Task prompt> Print the records unchanged, from the first line up to and including the line that contains "[[[159,205],[169,206],[185,118],[183,41],[188,30],[159,30]]]".
* Begin *
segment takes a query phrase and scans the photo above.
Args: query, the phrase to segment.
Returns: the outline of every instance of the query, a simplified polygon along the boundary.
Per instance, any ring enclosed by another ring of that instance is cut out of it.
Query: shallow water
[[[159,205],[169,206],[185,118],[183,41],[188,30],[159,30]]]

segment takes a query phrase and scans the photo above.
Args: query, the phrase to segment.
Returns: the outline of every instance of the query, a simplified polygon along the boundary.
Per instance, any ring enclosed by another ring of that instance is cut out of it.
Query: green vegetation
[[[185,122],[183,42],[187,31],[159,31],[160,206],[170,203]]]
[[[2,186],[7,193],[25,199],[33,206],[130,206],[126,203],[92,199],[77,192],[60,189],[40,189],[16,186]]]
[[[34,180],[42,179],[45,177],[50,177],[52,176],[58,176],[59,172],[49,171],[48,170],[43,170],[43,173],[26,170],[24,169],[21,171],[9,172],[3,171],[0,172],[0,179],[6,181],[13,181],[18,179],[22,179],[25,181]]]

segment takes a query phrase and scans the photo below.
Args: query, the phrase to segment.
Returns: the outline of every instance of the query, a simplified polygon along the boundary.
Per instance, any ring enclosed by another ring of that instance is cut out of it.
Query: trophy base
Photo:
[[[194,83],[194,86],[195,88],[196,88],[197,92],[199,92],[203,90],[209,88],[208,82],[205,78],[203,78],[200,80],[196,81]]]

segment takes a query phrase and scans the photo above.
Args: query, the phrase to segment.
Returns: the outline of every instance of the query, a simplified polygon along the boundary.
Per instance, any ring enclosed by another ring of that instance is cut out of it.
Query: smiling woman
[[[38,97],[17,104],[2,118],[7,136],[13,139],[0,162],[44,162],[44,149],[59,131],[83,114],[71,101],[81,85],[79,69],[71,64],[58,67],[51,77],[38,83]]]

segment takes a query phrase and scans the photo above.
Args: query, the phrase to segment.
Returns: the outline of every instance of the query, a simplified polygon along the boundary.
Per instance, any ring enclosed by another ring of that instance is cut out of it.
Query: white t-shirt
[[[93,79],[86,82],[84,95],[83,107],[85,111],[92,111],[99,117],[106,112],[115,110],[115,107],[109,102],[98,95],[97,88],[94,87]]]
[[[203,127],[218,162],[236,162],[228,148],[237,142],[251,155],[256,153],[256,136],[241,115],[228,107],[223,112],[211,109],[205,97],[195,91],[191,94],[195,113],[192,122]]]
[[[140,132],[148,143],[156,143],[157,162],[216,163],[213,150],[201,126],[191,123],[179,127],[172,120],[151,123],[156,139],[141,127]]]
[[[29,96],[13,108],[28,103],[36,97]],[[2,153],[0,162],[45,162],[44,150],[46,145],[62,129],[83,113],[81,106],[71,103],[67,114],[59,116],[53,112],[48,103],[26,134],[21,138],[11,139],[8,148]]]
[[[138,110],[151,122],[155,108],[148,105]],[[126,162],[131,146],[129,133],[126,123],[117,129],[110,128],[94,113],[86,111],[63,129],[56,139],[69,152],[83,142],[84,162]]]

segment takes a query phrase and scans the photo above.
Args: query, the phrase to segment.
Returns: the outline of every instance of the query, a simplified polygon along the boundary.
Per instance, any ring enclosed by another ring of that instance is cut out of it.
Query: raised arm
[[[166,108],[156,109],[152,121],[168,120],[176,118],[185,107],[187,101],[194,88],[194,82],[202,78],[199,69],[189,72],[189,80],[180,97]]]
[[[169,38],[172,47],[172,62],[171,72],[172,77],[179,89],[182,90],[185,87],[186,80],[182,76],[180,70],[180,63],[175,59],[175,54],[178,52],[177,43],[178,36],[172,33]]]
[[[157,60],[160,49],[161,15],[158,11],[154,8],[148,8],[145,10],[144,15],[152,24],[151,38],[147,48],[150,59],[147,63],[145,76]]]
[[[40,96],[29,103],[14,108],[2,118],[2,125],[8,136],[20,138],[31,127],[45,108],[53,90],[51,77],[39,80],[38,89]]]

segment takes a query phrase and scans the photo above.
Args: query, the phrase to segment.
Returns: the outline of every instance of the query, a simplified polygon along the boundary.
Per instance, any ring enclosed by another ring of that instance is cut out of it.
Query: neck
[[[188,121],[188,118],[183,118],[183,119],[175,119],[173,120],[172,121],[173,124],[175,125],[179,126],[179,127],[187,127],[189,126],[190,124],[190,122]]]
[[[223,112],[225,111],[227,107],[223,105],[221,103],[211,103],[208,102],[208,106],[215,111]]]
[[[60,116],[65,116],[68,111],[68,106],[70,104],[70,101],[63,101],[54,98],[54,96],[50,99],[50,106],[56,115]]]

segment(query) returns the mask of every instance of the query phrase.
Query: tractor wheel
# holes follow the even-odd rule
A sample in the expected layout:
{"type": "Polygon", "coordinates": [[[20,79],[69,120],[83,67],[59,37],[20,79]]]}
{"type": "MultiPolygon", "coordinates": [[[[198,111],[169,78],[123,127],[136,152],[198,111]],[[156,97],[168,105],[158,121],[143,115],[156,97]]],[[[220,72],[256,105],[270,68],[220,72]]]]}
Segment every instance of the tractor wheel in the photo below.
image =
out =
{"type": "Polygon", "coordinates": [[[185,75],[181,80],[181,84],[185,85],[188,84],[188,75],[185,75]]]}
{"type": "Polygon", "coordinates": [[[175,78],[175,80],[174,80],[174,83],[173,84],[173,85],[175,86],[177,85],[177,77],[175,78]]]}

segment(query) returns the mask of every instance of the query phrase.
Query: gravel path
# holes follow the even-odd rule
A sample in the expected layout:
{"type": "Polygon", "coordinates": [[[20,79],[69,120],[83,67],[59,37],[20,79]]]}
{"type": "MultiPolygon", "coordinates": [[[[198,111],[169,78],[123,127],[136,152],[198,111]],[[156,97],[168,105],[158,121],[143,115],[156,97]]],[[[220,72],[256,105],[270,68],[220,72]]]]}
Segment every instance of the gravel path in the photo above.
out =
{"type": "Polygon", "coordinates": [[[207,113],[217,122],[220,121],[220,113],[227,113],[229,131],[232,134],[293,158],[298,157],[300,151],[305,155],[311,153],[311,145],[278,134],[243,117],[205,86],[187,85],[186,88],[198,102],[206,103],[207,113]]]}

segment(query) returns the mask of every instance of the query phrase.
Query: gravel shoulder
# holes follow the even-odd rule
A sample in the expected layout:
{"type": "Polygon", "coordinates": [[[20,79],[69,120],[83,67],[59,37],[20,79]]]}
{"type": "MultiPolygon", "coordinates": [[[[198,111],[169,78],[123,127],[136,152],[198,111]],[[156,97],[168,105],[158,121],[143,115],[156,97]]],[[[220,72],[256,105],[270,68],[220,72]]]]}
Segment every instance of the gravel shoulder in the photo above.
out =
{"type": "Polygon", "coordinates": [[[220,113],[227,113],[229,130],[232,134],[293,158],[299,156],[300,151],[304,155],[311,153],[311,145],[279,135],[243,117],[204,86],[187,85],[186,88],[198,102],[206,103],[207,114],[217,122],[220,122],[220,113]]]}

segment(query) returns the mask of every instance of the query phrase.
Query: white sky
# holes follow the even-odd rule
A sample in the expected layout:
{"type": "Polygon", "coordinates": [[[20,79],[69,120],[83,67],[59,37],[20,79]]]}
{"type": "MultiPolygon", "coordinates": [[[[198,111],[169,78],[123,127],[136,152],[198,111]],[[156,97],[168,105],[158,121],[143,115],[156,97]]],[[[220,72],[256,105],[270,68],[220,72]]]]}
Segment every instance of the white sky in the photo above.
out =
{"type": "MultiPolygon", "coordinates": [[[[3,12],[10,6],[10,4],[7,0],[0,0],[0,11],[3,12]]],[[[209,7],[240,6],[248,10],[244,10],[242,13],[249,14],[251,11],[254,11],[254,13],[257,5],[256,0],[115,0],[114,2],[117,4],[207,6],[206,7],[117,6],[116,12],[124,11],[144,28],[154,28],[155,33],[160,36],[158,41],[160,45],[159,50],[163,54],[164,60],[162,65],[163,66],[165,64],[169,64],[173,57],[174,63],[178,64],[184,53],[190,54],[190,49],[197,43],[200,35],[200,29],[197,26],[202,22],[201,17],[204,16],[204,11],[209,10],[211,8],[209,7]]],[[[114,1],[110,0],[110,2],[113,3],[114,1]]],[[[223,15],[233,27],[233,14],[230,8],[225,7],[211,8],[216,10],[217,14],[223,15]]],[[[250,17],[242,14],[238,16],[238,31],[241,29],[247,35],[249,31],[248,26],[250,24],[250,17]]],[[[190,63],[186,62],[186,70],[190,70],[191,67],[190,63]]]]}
* End *
Answer for this exercise>
segment takes a query phrase and scans the photo above.
Args: query, the phrase to segment.
Returns: the outline of every instance of the query, a simplified polygon along the boundary.
Per instance, any ring enclosed by another ring of that instance is cut out of it.
Query: shallow water
[[[159,205],[169,206],[185,118],[183,41],[188,30],[159,30]]]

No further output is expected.